__Your instructions__: Transcribe all of the data verbatim, please, and leave out its pictures.

[Material provided — start]

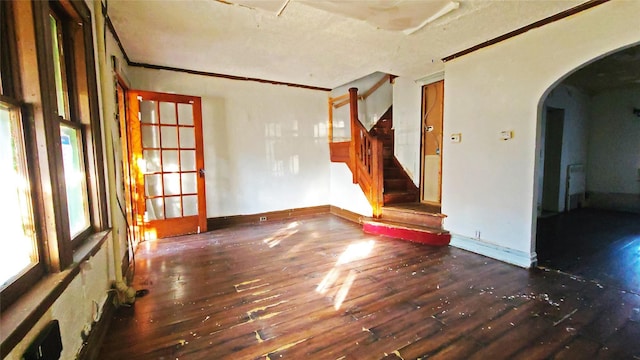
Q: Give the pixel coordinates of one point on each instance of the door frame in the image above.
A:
(431, 141)
(174, 226)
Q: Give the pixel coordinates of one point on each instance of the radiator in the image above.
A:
(576, 187)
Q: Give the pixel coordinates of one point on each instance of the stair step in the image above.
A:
(394, 185)
(409, 215)
(392, 172)
(419, 234)
(397, 197)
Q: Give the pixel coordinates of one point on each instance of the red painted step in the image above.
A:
(419, 234)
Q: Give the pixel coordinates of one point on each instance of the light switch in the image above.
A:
(506, 135)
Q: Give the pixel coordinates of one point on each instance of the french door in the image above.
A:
(168, 164)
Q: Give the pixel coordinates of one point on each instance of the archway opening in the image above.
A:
(588, 177)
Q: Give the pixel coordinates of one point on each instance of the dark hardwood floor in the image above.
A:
(597, 245)
(319, 288)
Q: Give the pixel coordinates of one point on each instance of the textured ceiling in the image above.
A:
(621, 69)
(311, 42)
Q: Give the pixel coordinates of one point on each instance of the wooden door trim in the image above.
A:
(439, 88)
(181, 225)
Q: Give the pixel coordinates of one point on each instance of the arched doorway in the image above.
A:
(588, 177)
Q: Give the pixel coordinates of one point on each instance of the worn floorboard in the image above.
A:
(319, 288)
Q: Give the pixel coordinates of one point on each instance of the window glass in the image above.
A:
(18, 240)
(75, 183)
(59, 66)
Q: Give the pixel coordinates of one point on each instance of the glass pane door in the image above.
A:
(170, 161)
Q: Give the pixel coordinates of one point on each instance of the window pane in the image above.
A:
(187, 160)
(173, 208)
(155, 209)
(190, 205)
(153, 185)
(150, 136)
(148, 112)
(170, 160)
(187, 138)
(58, 66)
(17, 243)
(189, 183)
(185, 114)
(167, 113)
(152, 160)
(75, 180)
(172, 184)
(169, 136)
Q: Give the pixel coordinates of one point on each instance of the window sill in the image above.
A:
(19, 318)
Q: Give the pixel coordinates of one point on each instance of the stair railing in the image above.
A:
(342, 100)
(366, 159)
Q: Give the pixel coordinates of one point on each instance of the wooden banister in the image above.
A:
(366, 160)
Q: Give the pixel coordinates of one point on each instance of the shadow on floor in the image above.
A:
(598, 245)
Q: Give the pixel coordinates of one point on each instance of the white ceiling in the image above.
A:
(314, 42)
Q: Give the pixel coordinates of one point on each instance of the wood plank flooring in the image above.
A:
(319, 288)
(598, 245)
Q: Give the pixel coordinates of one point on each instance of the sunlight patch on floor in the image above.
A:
(354, 252)
(282, 234)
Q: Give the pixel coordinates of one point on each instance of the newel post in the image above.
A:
(355, 139)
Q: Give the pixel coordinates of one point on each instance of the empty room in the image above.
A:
(243, 179)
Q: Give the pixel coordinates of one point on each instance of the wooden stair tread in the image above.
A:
(414, 233)
(400, 225)
(415, 208)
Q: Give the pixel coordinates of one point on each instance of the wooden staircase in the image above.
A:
(397, 185)
(391, 192)
(410, 221)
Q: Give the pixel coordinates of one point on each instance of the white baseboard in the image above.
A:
(511, 256)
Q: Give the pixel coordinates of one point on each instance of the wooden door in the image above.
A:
(168, 161)
(431, 160)
(554, 130)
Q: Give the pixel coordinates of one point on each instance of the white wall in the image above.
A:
(614, 143)
(407, 108)
(345, 194)
(575, 103)
(489, 186)
(265, 146)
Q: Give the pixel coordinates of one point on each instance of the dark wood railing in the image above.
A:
(365, 155)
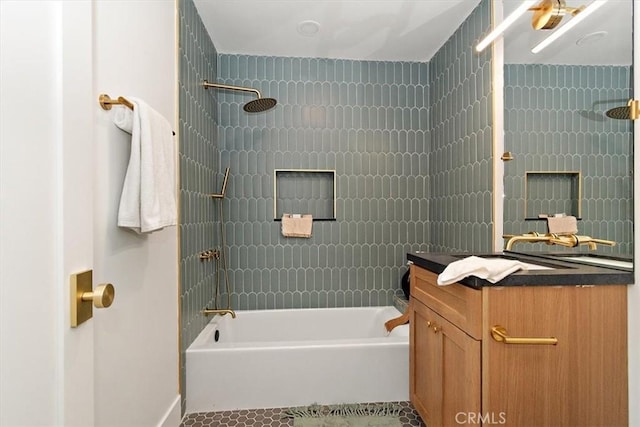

[Material provided — finish]

__Final answer__:
Q: Give the pixel coordinates of one point on each instance of the door frame in the image above.
A:
(431, 141)
(174, 226)
Q: Give the pixel coordinates of one point on each instance of the radiator in the image above.
A:
(576, 187)
Q: Give the pixel coordinates of one point on each instance of the stair step in the image above.
A:
(394, 185)
(409, 215)
(392, 172)
(419, 234)
(397, 197)
Q: Give the pixel coordinates of one point on each instance of the red painted step in the image above.
A:
(419, 234)
Q: Give the pixel coordinates of one point on each instance of the light switch in the image above.
A:
(506, 135)
Q: Give the pixel coordinates of one point on each instance of the french door in the image above.
A:
(168, 164)
Q: Give the pixel coordinates of one point on each instance of the archway opening in the image above.
A:
(588, 177)
Q: Give the pixel coordinates of one point on each instance of the dark hardwood floor in the image above.
A:
(597, 245)
(319, 288)
Q: Give the pixel coordinates of one point on each instance of the textured ceiling in the image above.
A:
(621, 69)
(311, 42)
Q: Give the pixel coordinates of one point on each instance of the wooden door trim in the image above.
A:
(439, 88)
(181, 225)
Q: Give the pixel coordinates of one point on each instance of the arched doorway in the image above.
A:
(588, 177)
Q: Give the pixel coordinates of one point on each instance of the worn floorboard in the image above.
A:
(319, 288)
Q: Give the pixel coordinates of one point on each instance of the window glass in the image above.
A:
(18, 240)
(75, 183)
(59, 66)
Q: Give the pixel coordinates of one point on each instance of the glass pane door in the image above.
A:
(170, 161)
Q: Give the pixel coordinates of one point on each instance of the window pane in the image above.
A:
(187, 160)
(173, 208)
(155, 209)
(190, 205)
(153, 185)
(150, 136)
(148, 112)
(170, 160)
(187, 138)
(58, 66)
(17, 243)
(189, 183)
(185, 114)
(167, 113)
(152, 160)
(75, 180)
(172, 184)
(169, 136)
Q: Give the pixel coordinates of one point on each instance of the window sill in the image above.
A:
(19, 318)
Q: Give the pixel coordinates of one point on each instance of the stair railing in the image above.
A:
(342, 100)
(366, 159)
Q: Give the pixel coordinates of one point on each instance of the wooden banister in the image above.
A:
(366, 160)
Q: Give the pixel coordinates of one point on each instance of the shadow on floor in the image above.
A:
(598, 245)
Q: Give the pixel coordinates of one point on each instance of the white ceiling in the image above.
A:
(314, 42)
Q: Give the pixel coordinates of one point on each instance of the wood plank flooring in the image above.
A:
(319, 288)
(598, 245)
Q: Give the pixel coordinates of one point on each instance of the sunlight patch on floor in the image above.
A:
(354, 252)
(282, 234)
Q: Give the pixel coordinates of one point on each instance of the newel post in the image above.
A:
(355, 139)
Q: Give the pixel coordinates of one point on each instance of the empty room in the image above.
A:
(243, 179)
Q: Give the pixel coordinates of one point on each instance of the wooden stair tread in the image above.
A:
(414, 233)
(400, 225)
(415, 208)
Q: Give the pixel coordinates of one point on each instance of the wooden staircase in the image above.
A:
(397, 185)
(391, 192)
(410, 221)
Q: Give the pixel coordinates of one point on each instance of the white baseboard in the image above.
A:
(511, 256)
Q: Give the pixel coordinates of one point on each instance of the wooden door in the image above.
A:
(168, 161)
(431, 160)
(554, 130)
Q: Give the pixel coordinates of one point on each instance of the white wall in the image above.
A:
(614, 143)
(407, 108)
(345, 194)
(575, 103)
(489, 186)
(265, 146)
Q: Give the pixel coordinates of one point on each instance of the dark wood railing in the image above.
A:
(365, 155)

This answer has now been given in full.